• **Work instructions**:
Print each record exactly, with no word added or removed.
......
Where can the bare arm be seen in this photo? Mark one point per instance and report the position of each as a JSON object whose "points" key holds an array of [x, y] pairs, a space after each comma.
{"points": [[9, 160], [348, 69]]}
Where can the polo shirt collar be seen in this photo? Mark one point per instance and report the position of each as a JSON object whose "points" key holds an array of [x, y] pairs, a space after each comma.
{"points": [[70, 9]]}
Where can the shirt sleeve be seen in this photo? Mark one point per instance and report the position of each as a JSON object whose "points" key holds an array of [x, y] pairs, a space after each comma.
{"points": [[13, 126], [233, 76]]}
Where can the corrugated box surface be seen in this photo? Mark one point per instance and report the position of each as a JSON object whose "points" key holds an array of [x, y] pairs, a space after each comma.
......
• **Written reply**:
Where can the bare arm be seen in this photo? Mark one point per instance and report the position of each as a JSON object whose "points" key holds an array of [x, y] pairs, a space after each comma.
{"points": [[9, 160], [348, 69]]}
Where can the polo shirt collar be seen in this photo? Mark one point per instance and report the position of each as a JSON object whose "points" key holds an array of [x, y] pairs, a space after each comma.
{"points": [[70, 9]]}
Where can the shirt sleeve be seen in this photo? Mark one point per instance and report the position of each as a JSON object whose "points" key holds an array of [x, y] pairs, a space after each comma.
{"points": [[13, 126], [233, 76]]}
Where can the corrugated box surface be seen in this photo? Mark one point per instance and report the position of each as a JSON object whose "points" key holds an array of [x, y] pairs, a space after each comma.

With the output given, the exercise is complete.